» TEXTO DE APOIO:
20 outubro, 2017

Ação anticâncer do exercício – Parte I


Comprovadamente, a prática regular de exercício físico (EF) é capaz de reduzir o risco no desenvolvimento do câncer (CA) e melhorar o seu prognóstico. A explicação destes eventos pode estar na adaptação fisiológica do organismo ao esforço e sua influência nas células de CA – o microambiente tumoral (MAT) é altamente plástico e remodela-se constantemente em resposta a alterações sistêmicas, como, por exemplo, as provocadas pelo EF.

Ao longo dos últimos 30 anos, numerosos estudos observacionais mostraram que a exposição ao EF crônico reduz fortemente o risco de desenvolvimento primário de muitos tipos de CA. Além disso, dados iniciais publicados na última década sugerem que a realização de EF após o diagnóstico de certos tumores sólidos pode reduzir a progressão da doença e mortalidade relacionada ao CA. 

Mais recentemente, esta singular engenharia anticâncer começou a ser desvendada; algumas das adaptações fisiológicas ao EF podem atuar em características que são únicas às células de CA. Estas características, conhecidas como “Hallmarks of cancer”, determinam os traços comuns entre todos os CAs. 

Cabeçalho do artigo citado acima.


Atualmente são 10 características: 
  1. Autossuficiência em sinais de crescimento: células de CA adquirem um impulso autônomo para proliferar — mitose patológica — em virtude da ativação de oncogenes como ras ou myc. 
  2. Insensibilidade a sinais inibidores de crescimento (anticrescimento): células de CA desativam genes supressores de tumor, como o retinoblastoma (Rb), que normalmente inibe o crescimento.

» SUAS TAREFAS:
1 – Por favor, reescreva em forma de lista, e mais curto, o parágrafo do texto sobre exercício e câncer que começa com "Ao longo dos últimos 30 anos", mantendo seus fatos principais.
2 – Prossiga com o texto sobre exercício e câncer a partir do ponto em que ele termina.
As linhas não são necessárias para responder.

» DADOS DISPONÍVEIS:

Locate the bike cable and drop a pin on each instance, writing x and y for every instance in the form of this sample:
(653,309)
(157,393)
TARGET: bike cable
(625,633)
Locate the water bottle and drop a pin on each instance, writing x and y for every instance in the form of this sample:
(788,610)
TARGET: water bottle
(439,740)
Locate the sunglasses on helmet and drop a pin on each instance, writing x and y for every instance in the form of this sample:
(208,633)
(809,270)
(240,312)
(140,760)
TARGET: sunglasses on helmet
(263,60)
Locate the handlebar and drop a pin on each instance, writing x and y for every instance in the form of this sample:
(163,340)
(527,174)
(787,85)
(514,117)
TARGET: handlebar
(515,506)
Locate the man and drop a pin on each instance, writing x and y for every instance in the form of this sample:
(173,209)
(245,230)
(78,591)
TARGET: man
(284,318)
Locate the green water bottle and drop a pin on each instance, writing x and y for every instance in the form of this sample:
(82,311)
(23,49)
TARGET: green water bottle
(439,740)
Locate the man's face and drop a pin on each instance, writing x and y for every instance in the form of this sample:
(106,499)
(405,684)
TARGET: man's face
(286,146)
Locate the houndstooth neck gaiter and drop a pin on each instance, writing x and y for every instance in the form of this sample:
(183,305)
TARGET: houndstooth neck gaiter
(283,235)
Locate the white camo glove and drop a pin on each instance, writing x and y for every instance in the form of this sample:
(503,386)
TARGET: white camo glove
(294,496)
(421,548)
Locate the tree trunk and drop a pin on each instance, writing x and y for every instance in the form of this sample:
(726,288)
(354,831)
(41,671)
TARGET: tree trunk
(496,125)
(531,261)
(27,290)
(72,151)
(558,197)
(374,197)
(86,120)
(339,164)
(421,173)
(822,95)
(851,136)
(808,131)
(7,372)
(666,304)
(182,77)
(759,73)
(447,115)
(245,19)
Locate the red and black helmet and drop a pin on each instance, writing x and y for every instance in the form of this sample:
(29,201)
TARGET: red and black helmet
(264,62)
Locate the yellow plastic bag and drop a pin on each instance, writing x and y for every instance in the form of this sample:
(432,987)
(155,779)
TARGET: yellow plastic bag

» LISTA DE RESPOSTAS:
1 –
- Nos últimos 30 anos, muitos estudos observacionais mostraram que o exercício físico crônico reduz fortemente o risco de desenvolvimento primário de muitos tipos de câncer.
- Dados iniciais da última década sugerem que praticar exercício após o diagnóstico de certos tumores sólidos pode reduzir a progressão da doença e a mortalidade relacionada ao câncer.

2 –
  3. Evasão de morte programada das células (apoptose): células cancerosas suprimem e desativam genes e vias que normalmente possibilitam a morte das células.  
  4. Infinito potencial de replicabilidade: células de CA cancerosas ativam vias genéticas específicas que as tornam imortais, mesmo depois de crescerem por gerações. 
  5. Angiogênese sustentada: células de CA adquirem a capacidade de obter seu próprio suprimento de sangue e vasos sanguíneos — angiogênese tumoral. 
  6. Invasão de tecido e metástase: células de CA adquirem a capacidade de migrar para outros órgãos, invadir outros tecidos e colonizar esses órgãos, espalhando-se pelo corpo todo.
  7. Desequilíbrio energético celular: células de CA adquirem capacidade de modificar ou reprogramar o metabolismo celular para apoiar de forma mais eficaz a proliferação neoplásica.
  8. Evasão da destruição imune: células de CA coseguem evitar a destruição imunológica, em particular por linfócitos T e B, macrófagos e células Natural Killer (NK).
  9. Instabilidade do genoma: A instabilidade e mutabilidade genôm ica fornecem células de CA com alterações genéticas que impulsionam a progressão tumoral.
  10. Inflamação: A inflamação por células imunes inatas projetadas para combater infecções e curar feridas pode, em vez disso, resultar em suporte inadvertido de múltiplas características citadas acima. (ver imagem abaixo)

As 10 características da célula de câncer e possíveis abordagens terapêuticas (Hanahan et al. 2011). Clique na imagem para ampliá-la.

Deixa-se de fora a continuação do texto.